Stored rows ▸
════════════════
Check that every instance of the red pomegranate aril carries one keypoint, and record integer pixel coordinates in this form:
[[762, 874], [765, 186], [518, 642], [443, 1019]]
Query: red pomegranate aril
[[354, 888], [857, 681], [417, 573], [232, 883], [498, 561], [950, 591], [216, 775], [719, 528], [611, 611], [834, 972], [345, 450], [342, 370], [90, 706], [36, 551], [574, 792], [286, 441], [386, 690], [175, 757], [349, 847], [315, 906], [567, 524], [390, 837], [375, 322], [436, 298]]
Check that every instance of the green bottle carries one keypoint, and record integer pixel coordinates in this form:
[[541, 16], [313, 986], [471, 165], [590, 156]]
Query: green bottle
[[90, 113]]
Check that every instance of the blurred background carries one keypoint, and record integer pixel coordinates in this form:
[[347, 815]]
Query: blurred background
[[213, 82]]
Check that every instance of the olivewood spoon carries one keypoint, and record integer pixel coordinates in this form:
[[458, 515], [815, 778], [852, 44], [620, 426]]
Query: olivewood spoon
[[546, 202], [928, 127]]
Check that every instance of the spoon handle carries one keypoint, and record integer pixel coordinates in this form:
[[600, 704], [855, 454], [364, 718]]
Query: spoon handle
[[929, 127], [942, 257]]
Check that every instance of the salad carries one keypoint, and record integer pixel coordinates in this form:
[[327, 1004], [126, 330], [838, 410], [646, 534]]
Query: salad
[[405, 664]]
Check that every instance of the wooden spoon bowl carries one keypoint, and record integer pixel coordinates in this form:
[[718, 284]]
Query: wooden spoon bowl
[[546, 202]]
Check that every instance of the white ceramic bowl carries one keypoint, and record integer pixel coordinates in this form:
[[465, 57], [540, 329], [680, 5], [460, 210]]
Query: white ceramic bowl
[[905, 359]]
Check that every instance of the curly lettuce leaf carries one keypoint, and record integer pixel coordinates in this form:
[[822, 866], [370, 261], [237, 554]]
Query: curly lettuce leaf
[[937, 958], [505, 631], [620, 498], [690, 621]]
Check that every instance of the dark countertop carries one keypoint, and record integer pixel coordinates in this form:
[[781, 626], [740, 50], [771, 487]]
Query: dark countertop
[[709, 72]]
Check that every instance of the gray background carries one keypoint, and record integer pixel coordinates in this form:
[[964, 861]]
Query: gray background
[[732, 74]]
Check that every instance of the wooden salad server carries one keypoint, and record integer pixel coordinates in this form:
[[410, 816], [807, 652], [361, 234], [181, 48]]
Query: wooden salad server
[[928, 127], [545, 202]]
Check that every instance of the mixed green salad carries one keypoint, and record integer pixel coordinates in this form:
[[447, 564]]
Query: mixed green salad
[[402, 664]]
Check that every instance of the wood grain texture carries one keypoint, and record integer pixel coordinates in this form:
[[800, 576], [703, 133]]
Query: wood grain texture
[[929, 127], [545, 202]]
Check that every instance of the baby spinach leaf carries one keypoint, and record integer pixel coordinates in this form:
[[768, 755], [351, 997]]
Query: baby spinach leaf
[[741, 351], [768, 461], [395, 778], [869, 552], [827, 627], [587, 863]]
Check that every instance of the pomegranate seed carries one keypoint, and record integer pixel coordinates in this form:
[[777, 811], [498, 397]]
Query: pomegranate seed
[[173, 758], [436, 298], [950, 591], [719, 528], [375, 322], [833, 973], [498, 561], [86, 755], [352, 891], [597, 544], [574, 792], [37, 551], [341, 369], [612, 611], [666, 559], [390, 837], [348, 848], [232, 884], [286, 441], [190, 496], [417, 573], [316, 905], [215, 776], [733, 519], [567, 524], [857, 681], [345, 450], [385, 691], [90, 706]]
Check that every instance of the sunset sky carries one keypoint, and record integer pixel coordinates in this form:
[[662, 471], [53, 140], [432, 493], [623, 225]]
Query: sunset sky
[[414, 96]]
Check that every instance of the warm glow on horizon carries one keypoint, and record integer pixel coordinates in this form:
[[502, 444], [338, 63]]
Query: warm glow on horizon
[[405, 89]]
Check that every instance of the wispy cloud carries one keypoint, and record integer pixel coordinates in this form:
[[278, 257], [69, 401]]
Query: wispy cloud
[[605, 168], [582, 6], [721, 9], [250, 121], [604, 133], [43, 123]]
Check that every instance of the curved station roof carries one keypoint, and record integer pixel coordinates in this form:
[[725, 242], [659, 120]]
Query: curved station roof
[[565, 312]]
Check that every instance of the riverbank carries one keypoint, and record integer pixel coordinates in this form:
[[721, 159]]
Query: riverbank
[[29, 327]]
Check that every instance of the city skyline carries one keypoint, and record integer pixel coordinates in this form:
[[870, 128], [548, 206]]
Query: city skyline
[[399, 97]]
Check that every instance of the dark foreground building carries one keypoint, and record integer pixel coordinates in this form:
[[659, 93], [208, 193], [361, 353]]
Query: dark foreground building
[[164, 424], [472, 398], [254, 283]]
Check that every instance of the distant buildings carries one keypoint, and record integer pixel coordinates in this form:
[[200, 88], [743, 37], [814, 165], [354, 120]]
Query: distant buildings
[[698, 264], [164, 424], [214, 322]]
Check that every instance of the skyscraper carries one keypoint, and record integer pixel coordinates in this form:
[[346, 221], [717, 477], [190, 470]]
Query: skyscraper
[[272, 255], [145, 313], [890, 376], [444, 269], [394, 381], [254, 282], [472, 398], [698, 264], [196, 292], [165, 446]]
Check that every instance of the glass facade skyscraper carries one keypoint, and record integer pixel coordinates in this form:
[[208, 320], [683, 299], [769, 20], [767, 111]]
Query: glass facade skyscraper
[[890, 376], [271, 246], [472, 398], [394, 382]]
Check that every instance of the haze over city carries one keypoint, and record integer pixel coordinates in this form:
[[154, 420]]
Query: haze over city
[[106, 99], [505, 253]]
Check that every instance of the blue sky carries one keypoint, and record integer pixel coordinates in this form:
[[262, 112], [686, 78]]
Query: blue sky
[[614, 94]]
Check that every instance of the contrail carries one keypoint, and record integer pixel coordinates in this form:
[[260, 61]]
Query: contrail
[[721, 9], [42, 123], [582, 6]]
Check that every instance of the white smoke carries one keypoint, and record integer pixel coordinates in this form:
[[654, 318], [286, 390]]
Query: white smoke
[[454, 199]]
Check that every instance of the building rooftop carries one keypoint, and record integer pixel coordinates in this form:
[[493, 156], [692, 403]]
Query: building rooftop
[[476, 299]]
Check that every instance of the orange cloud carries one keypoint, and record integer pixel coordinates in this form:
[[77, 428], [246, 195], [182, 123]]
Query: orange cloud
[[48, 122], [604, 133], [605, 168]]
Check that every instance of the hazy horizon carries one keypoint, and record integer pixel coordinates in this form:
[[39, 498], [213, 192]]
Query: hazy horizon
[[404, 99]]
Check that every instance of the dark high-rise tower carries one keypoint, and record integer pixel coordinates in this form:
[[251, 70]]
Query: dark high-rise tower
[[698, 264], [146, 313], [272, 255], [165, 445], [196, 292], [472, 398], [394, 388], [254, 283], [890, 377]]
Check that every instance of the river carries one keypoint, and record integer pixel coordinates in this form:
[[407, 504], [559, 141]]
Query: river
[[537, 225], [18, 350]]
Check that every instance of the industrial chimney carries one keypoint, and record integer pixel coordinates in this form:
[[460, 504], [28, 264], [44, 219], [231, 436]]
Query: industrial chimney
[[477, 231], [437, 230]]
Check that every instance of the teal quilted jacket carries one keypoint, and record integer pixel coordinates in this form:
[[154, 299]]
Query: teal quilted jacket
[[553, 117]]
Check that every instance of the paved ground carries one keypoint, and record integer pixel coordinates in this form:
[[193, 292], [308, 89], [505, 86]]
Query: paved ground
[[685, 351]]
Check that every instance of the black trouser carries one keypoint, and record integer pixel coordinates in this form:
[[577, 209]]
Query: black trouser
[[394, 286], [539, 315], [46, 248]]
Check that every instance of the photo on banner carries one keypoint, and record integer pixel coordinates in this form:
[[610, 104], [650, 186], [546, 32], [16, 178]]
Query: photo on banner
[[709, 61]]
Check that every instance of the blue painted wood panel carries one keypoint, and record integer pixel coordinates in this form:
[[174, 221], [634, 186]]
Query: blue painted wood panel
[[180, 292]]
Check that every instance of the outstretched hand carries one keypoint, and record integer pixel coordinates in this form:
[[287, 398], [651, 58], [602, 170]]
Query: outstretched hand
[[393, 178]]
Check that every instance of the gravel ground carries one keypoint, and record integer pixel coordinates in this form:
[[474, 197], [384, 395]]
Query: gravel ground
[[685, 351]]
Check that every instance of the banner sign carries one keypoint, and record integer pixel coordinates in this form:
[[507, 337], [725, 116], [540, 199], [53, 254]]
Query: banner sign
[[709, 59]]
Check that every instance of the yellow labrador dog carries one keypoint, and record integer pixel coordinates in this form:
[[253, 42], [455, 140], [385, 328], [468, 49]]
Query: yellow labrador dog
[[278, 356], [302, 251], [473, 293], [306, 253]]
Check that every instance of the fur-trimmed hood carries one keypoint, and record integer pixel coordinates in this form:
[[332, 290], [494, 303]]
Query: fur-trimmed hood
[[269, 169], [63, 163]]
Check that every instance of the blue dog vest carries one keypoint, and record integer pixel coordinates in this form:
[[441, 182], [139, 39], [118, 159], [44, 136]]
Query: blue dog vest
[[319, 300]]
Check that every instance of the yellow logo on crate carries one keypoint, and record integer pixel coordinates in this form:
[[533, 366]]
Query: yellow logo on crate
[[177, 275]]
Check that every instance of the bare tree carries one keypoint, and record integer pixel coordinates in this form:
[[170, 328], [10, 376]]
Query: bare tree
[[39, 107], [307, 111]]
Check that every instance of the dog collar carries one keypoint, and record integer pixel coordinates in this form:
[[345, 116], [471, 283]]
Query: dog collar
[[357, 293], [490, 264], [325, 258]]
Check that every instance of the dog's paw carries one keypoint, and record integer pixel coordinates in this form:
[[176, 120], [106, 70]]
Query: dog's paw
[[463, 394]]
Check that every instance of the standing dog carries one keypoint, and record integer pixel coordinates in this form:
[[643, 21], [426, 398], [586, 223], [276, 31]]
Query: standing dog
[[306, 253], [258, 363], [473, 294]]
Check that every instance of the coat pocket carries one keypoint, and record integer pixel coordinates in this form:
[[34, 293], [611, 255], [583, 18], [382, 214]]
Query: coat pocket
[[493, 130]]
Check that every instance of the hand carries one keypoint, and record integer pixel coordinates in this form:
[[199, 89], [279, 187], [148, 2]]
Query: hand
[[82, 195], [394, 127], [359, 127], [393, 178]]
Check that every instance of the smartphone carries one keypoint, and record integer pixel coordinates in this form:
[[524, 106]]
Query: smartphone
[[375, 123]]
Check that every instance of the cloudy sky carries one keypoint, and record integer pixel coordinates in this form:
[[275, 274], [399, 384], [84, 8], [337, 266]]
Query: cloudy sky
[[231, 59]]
════════════════
Goal ▸ Please retype everything above from the line containing "Check that every instance of the yellow labrador" down to the line containing "[[269, 169], [63, 163]]", both included, with no change to any character.

Answer to the task ▸
Check that every instance of the yellow labrador dog carries one keypoint, and record integer pixel coordinates in this form:
[[253, 42], [455, 140], [385, 328], [468, 49]]
Query: yellow labrador dog
[[278, 356], [302, 251], [473, 293], [306, 253]]
Check that every instance of the fur-trimmed hood carries one keypoint, and record integer pixel coordinates in this form:
[[332, 290], [494, 303]]
Query: fur-trimmed hood
[[269, 169], [63, 163]]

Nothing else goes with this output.